Entries for labeling with bounding boxes:
§

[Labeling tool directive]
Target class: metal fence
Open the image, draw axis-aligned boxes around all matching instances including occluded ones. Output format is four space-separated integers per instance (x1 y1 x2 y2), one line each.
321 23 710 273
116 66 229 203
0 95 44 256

§

> _STATED GOAL_
Render the entries above as a two-column CSV with the headers directive and answer, one row per entry. Put each value in a single quoted field, with line breaks replaced by spaces.

> _EXERCISE RESPONSE_
directive,answer
"[Labeling tool directive] Target class: metal fence Open the image, draw axis-aligned boxes around all matching instances including occluded ones. Output format is four space-separated integers per instance (x1 y1 x2 y2), one line each.","321 23 710 273 116 66 229 203 0 95 44 256"